INSTRUCTIONS TO FOLLOW -
Could you set down every entry below exactly as it is?

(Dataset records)
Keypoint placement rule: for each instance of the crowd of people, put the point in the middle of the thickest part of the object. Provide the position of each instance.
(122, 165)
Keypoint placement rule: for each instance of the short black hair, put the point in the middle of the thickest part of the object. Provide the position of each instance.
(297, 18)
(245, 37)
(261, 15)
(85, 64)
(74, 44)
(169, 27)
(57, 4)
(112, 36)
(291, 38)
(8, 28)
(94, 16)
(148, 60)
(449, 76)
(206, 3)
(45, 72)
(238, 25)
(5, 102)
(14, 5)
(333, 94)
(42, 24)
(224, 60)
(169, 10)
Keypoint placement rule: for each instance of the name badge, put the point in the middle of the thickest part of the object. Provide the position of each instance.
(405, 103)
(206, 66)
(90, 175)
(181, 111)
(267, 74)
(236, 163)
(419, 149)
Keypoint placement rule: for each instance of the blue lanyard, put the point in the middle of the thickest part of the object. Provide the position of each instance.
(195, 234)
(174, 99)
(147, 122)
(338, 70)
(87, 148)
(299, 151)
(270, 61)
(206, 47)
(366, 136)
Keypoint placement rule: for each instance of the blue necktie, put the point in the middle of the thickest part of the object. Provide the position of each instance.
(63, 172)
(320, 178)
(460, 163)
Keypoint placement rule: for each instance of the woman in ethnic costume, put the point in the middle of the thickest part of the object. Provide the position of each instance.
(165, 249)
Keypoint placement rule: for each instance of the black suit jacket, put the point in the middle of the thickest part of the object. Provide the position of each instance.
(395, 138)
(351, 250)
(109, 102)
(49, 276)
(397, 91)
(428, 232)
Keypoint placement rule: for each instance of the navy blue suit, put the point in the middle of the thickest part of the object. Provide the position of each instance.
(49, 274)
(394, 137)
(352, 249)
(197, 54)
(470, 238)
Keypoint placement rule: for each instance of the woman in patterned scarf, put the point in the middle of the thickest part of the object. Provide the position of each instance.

WRITTEN RESPONSE -
Keypoint placement rule: for each instance of the crowd of people, put the point in the middle of the thickest part of the object. Provide the position of each instance.
(122, 165)
Keypoint placement rule: for each instance of the short black hair, put the point in the middle of the thickest part of the object. Provide the position of each instance.
(297, 18)
(245, 37)
(261, 15)
(85, 64)
(74, 44)
(169, 27)
(57, 4)
(112, 36)
(291, 38)
(8, 28)
(94, 16)
(148, 60)
(449, 76)
(206, 3)
(45, 72)
(238, 25)
(5, 102)
(14, 5)
(333, 94)
(42, 24)
(224, 60)
(169, 10)
Keypoint placement rule: for each instance of the name badge, put the point in the middle of the thickest part of the object. Provide the position of each instance.
(405, 103)
(206, 66)
(90, 175)
(181, 111)
(267, 74)
(236, 163)
(419, 149)
Keypoint placement rule: for each instance of the blue lanyard, put the point in the middle of the thickest part of the object. Provide the position of each instance.
(195, 234)
(174, 99)
(147, 122)
(338, 70)
(87, 148)
(299, 151)
(270, 61)
(206, 47)
(366, 136)
Keypoint placement rule: for each instance of the blue necktie, put the point in the middle of the thickest part of the object. Provide the position of each instance.
(63, 172)
(320, 178)
(460, 163)
Keypoint placement rule: for each instance of the woman in ethnic costume, put the point in the middle of the thickest part of the object. Provide the position of each instance.
(165, 249)
Keypoint placement rule: for each instance of the black suit jacket, put the point in the middle of the thickest part of the object. Provide the position of each instance.
(395, 138)
(351, 250)
(109, 102)
(49, 276)
(397, 91)
(428, 232)
Keypoint placement rule: for each instance of the navy blue suit, put the point in the middle of the thickest part of the object. Provide the position of each instance.
(49, 274)
(394, 137)
(352, 249)
(197, 54)
(470, 238)
Keypoint placement rule: for each instance of the woman in patterned scarf, put the point in the middle of the thickest part of the object. Provide the position of each instance.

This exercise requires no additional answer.